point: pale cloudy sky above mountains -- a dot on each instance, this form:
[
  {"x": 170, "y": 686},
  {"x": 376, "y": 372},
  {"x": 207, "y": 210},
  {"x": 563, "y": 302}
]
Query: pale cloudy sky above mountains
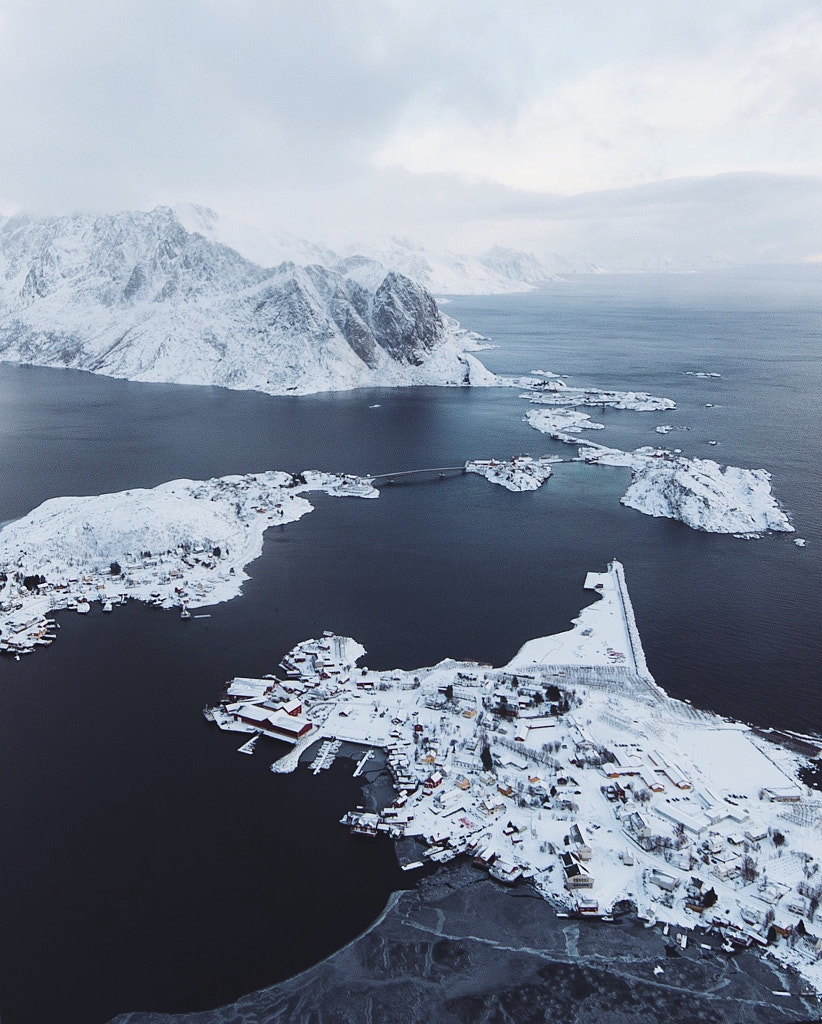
[{"x": 613, "y": 131}]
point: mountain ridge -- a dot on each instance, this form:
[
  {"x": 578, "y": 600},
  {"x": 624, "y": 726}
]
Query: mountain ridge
[{"x": 139, "y": 296}]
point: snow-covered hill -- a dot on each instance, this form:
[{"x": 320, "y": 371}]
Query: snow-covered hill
[
  {"x": 138, "y": 296},
  {"x": 496, "y": 271}
]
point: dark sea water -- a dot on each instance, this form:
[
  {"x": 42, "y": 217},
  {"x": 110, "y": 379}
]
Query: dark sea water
[{"x": 144, "y": 864}]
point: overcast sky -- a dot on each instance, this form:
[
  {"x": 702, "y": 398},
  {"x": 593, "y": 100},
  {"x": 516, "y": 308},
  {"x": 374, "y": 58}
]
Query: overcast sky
[{"x": 591, "y": 128}]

++++++++

What you should do ▸ Rewrite every item above, requests included, adding 125 to each x and y coordinate in the answers while keeping the numbers in the requests and their format samples unchanged. Leave out the pictures.

Response below ▸
point: pale cloudy sky above mountains -- a dot on each instance, this form:
[
  {"x": 170, "y": 686},
  {"x": 376, "y": 372},
  {"x": 207, "y": 210},
  {"x": 563, "y": 302}
]
Query: pale cloudy sky above mountains
[{"x": 738, "y": 256}]
point: mountain ridge -- a dot on each instance, this form:
[
  {"x": 578, "y": 600},
  {"x": 624, "y": 726}
]
Query: mountain ridge
[{"x": 264, "y": 421}]
point: snow-covered hill -- a dot on each instance, this form:
[{"x": 320, "y": 371}]
Query: snow-covered hill
[
  {"x": 263, "y": 421},
  {"x": 621, "y": 396}
]
point: dark sea water -- a dot on each instance, this form:
[
  {"x": 42, "y": 217},
  {"x": 110, "y": 379}
]
Query: dark sea water
[{"x": 269, "y": 989}]
point: overcast sky -- a dot on each instance, this form:
[
  {"x": 702, "y": 398},
  {"x": 593, "y": 100},
  {"x": 516, "y": 308},
  {"x": 374, "y": 58}
]
Query: overcast sky
[{"x": 716, "y": 253}]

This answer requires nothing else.